**Exercise brief:**
Retype the records in full, exactly as they stand.

○ ○ ○ ○ ○

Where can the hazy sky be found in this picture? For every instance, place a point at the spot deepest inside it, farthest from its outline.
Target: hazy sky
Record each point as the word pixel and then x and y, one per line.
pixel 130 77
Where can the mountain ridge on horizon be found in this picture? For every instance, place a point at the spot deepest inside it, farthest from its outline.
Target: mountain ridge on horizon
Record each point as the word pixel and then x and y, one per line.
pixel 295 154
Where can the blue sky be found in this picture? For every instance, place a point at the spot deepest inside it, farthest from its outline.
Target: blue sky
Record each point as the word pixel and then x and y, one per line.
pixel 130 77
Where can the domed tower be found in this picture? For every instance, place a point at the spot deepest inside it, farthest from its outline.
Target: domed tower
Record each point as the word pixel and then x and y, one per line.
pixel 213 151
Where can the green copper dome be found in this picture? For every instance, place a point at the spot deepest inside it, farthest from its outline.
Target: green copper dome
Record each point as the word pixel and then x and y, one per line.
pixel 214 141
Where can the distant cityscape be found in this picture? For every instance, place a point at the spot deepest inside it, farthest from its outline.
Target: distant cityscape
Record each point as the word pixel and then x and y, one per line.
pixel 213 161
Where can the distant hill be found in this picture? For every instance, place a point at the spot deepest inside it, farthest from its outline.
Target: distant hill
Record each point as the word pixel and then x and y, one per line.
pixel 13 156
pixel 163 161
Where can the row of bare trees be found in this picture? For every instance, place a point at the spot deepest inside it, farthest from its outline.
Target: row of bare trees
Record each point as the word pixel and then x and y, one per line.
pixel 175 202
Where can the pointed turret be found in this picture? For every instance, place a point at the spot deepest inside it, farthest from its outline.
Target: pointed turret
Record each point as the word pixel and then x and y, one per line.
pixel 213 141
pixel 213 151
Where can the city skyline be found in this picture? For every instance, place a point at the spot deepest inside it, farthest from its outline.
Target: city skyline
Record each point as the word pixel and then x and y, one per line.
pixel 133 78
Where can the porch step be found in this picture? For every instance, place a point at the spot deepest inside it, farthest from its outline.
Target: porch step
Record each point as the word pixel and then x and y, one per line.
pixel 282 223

○ ○ ○ ○ ○

**Task output:**
Where can the hazy sky be found in this picture? For every instance, place a point at the spot deepest inside it, farthest from its outline.
Target: hazy sky
Record each point as the word pixel and then x and y, one per line.
pixel 130 77
Where can the mountain ridge on horizon be found in this picture? For every instance, place a point at the spot deepest inside it, farthest from its outline.
Target: mountain ridge on horizon
Record each point as the word pixel and then x and y, one per line.
pixel 295 154
Where can the blue sky be found in this picture? For every instance, place a point at the spot deepest inside it, farthest from its outline.
Target: blue sky
Record each point as the word pixel and then x and y, one per line.
pixel 130 77
Where can the domed tower be found in this picture? For every instance, place a point at the spot deepest inside it, farthest from its outline.
Target: domed tower
Record each point as the word pixel and then x and y, one per line.
pixel 213 151
Where can the green copper dome be found in this picture? For every instance, place a point at the spot deepest inside it, farthest from its outline.
Target: green copper dome
Record each point as the word pixel and then x and y, one per line.
pixel 214 141
Where can the distant cityscape be found in this picture? For every instance, place a point at the spot deepest inside it, farthest from its outline.
Target: distant cityscape
Record each point as the word pixel and then x and y, one per line.
pixel 213 161
Where can the distant hill be found in this picture? For every instance, place a point at the spot deepest inside it, farthest from its outline.
Target: distant hill
Record each point as the word pixel and then x and y, one per line.
pixel 13 156
pixel 163 161
Where can the row of bare trees be found in this picture? For every instance, place a point at the spot deepest inside it, farthest from its outline.
Target: row of bare trees
Record each point as the word pixel and then x and y, one per line.
pixel 175 202
Where can the pointed turret be found in this picture? For every instance, place a point at the spot deepest inside it, farthest from its outline.
Target: pointed turret
Record each point as the word pixel and then x and y, one per line.
pixel 213 141
pixel 213 151
Where can the city skyline be found in this picture? For every instance, place a point at the spot deepest inside it, farthest from its outline.
Target: city skyline
Record each point as the word pixel and then x and y, one per line.
pixel 133 78
Where can the porch step be found in this picture? For every instance, place a point at the spot deepest inside it, farthest from its outline.
Target: porch step
Record each point as the word pixel and then x and y, one per line.
pixel 282 223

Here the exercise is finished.